Image-grounded pointing data:
^^^^^^^^^^^^^^^^

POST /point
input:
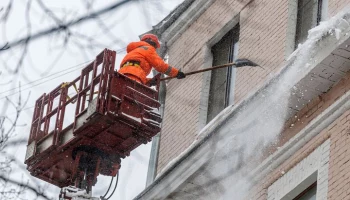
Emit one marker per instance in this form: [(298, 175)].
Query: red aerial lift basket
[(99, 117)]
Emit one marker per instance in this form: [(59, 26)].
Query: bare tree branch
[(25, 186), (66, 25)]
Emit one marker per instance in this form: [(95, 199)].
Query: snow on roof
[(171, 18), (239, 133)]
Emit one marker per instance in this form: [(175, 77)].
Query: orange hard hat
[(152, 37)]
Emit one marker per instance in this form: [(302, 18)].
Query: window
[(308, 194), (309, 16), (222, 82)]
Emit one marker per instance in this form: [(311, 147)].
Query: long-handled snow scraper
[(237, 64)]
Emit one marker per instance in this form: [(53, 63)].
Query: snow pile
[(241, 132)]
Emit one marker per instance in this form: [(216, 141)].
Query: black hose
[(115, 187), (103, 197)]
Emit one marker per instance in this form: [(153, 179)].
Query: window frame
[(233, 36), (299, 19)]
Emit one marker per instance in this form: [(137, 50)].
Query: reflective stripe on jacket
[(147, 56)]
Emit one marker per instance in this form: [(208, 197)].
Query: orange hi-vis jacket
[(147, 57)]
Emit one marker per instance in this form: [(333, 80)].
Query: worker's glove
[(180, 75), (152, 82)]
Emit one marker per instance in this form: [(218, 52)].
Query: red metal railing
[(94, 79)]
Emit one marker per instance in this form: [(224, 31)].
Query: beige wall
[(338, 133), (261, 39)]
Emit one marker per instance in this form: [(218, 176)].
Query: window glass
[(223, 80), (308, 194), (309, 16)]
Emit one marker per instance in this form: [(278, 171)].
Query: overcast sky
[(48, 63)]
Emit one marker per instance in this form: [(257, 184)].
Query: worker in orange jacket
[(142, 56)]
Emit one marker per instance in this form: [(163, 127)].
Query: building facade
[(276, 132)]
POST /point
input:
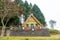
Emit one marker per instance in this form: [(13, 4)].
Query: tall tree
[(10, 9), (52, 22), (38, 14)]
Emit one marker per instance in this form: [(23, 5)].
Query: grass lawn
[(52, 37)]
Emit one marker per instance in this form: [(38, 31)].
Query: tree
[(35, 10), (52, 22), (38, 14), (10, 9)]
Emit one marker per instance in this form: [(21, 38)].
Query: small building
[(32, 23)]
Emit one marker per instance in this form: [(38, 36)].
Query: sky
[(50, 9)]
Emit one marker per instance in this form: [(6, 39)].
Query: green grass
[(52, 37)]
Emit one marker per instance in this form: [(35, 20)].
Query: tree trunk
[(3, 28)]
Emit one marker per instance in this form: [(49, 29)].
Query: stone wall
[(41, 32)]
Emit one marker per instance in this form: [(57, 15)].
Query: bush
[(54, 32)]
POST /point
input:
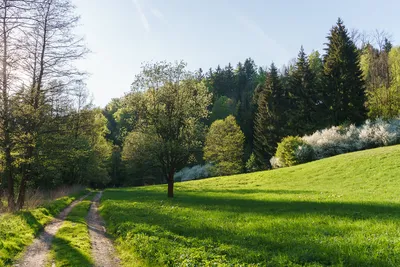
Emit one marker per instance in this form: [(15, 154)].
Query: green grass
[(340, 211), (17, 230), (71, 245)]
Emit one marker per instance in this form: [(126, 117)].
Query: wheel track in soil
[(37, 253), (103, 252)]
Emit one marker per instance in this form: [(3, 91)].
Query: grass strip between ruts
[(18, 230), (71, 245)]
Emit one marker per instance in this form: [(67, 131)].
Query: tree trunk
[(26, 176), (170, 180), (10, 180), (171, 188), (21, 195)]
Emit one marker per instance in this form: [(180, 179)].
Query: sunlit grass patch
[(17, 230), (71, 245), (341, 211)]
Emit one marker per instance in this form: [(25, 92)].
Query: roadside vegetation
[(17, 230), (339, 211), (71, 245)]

^^^^^^^^^^^^^^^^

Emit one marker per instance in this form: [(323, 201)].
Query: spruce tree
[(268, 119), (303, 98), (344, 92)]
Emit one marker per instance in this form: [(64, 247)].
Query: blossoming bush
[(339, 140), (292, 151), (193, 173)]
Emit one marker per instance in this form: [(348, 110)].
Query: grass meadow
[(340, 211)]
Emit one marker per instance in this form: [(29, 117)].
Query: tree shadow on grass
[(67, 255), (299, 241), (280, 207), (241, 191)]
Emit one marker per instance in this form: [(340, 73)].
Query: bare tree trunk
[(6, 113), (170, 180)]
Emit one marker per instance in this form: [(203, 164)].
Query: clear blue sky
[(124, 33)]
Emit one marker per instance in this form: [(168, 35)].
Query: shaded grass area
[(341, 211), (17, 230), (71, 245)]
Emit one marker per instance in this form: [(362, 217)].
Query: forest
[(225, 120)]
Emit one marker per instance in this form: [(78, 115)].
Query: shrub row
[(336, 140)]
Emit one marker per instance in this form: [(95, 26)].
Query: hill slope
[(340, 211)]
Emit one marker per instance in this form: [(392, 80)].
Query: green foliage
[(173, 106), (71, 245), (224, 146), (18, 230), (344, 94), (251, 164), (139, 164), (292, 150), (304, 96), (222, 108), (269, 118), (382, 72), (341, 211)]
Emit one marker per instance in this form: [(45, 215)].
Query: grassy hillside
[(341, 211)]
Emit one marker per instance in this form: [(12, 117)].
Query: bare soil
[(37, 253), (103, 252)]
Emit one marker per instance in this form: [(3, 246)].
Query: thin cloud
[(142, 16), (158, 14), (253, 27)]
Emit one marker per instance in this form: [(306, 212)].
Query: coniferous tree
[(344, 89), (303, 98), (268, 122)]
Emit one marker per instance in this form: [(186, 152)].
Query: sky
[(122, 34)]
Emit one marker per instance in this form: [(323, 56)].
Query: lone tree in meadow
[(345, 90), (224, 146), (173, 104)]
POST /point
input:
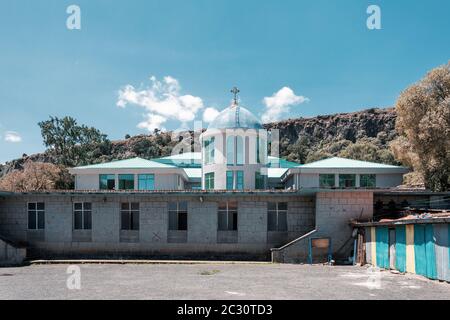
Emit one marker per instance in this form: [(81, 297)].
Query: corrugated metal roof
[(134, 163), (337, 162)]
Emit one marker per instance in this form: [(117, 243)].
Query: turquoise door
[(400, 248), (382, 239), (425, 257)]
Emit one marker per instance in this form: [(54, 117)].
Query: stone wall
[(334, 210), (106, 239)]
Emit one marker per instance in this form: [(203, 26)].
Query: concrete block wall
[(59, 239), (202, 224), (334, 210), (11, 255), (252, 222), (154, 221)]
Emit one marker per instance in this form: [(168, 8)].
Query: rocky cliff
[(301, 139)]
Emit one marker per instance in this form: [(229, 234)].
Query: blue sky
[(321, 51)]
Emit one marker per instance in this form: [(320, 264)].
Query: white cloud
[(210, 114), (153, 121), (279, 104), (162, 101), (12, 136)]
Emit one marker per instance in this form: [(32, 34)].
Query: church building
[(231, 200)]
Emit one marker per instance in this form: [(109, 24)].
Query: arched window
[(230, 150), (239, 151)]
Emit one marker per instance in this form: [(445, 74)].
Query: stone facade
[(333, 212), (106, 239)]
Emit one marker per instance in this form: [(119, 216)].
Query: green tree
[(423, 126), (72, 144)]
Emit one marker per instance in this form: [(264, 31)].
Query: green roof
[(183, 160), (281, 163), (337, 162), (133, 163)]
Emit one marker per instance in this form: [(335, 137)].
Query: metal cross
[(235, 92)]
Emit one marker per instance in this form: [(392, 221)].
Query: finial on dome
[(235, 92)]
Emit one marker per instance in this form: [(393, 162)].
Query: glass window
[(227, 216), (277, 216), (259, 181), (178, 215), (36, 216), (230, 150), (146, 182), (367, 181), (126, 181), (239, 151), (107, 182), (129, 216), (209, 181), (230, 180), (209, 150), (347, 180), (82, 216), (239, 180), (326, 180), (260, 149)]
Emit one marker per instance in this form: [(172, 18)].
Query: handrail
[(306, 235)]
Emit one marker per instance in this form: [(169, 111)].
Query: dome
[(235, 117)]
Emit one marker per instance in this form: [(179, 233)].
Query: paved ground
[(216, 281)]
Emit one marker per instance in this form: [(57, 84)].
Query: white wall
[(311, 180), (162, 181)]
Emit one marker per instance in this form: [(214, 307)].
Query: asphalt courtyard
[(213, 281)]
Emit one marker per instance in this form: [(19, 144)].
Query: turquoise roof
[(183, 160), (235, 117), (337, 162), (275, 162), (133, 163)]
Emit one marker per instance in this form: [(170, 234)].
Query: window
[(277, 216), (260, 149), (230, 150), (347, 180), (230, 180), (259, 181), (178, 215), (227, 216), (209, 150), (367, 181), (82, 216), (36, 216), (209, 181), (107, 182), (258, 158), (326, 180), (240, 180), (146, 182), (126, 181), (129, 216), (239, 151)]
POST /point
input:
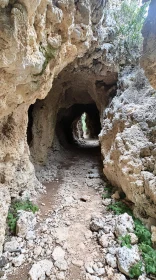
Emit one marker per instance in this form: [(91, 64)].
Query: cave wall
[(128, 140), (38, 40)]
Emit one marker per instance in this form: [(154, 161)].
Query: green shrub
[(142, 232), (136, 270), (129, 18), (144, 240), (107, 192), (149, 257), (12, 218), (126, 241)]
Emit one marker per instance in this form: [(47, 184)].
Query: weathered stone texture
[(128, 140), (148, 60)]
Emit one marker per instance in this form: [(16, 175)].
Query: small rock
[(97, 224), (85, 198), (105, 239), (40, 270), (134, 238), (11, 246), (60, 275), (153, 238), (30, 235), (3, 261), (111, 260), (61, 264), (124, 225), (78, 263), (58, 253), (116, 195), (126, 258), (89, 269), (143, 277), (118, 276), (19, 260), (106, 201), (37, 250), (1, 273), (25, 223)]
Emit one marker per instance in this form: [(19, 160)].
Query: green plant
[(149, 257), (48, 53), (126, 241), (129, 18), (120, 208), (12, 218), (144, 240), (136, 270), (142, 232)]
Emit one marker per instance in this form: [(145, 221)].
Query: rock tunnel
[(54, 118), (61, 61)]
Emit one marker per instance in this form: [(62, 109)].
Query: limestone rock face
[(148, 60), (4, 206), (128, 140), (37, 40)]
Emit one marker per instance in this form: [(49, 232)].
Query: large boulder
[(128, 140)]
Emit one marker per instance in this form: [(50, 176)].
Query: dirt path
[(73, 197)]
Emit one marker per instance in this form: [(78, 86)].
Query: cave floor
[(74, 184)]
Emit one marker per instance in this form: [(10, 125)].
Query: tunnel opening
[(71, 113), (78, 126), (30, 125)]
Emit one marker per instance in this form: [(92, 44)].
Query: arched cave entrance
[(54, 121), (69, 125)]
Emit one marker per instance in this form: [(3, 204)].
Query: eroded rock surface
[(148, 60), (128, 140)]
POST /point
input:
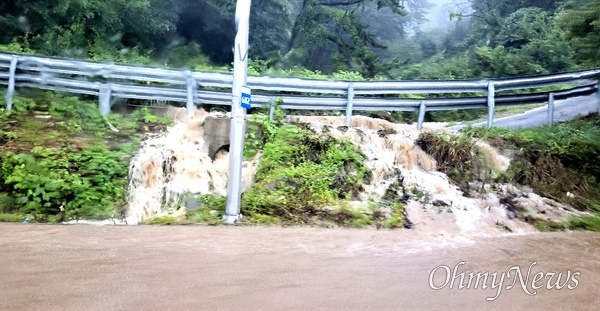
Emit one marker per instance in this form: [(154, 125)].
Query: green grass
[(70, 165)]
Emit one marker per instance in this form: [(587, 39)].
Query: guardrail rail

^^^^^^^^^^^^^^^^

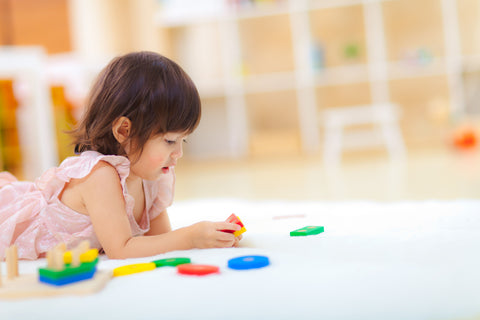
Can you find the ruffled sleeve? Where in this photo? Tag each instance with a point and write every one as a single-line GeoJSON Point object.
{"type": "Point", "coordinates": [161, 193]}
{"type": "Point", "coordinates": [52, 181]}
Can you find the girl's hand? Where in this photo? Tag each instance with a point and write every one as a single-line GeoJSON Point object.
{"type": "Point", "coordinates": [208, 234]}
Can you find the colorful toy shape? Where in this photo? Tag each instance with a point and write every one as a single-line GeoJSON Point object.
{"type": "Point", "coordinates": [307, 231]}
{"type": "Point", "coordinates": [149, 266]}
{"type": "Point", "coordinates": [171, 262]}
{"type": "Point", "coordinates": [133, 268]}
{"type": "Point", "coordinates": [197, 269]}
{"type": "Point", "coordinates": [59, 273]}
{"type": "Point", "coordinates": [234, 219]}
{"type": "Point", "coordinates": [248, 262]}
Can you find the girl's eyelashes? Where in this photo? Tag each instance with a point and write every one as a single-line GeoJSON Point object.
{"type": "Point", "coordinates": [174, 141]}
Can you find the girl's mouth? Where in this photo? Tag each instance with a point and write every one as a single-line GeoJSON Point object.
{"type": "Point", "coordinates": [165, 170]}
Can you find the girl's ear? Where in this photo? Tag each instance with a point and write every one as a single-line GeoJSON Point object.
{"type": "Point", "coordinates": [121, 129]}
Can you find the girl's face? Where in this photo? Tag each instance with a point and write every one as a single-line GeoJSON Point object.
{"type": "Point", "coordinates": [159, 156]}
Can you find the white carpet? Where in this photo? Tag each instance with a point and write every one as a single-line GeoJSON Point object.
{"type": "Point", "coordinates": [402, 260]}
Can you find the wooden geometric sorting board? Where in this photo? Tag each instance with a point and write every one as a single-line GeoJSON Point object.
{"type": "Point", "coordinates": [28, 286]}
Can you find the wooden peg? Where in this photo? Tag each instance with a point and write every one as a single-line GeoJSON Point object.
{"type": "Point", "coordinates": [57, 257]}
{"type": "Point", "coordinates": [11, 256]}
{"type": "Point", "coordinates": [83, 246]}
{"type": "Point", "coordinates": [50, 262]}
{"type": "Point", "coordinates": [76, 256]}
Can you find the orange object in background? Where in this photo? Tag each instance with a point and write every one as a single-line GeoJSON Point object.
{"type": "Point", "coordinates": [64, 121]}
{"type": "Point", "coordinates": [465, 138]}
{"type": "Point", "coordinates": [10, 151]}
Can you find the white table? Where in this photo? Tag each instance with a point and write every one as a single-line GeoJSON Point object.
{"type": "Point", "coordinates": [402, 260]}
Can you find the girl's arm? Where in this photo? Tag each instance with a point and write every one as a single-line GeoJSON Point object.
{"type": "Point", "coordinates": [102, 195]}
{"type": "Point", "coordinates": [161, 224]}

^^^^^^^^^^^^^^^^

Retype only this portion of the data above: the line containing "Query: rocky cliff", the line containing "Emit one marker per instance in this form: [(392, 221)].", and all lines between them, exactly.

Query: rocky cliff
[(301, 139)]
Emit one marker per instance in this form: [(229, 234)].
Query: blue sky
[(321, 51)]
Emit one marker per instance in this form: [(320, 264)].
Query: white cloud
[(210, 114), (153, 121), (279, 104), (162, 101), (12, 136)]
Emit one marker per instance in this form: [(32, 34)].
Query: church building
[(231, 200)]
Emit one marker per instance in this form: [(109, 24)].
Query: arched window
[(230, 150), (239, 151)]
Emit one marker per instance in this form: [(445, 74)].
Query: stone facade
[(333, 212), (106, 239)]
Emit one marker per instance in this form: [(119, 216)].
Query: green tree
[(423, 126), (72, 144)]
Emit one marker per instance in this form: [(264, 31)].
Query: green roof
[(183, 160), (281, 163), (337, 162), (133, 163)]
Emit one marker per instance in this form: [(335, 137)].
Query: metal cross
[(235, 92)]
Emit one marker per instance in this form: [(392, 221)].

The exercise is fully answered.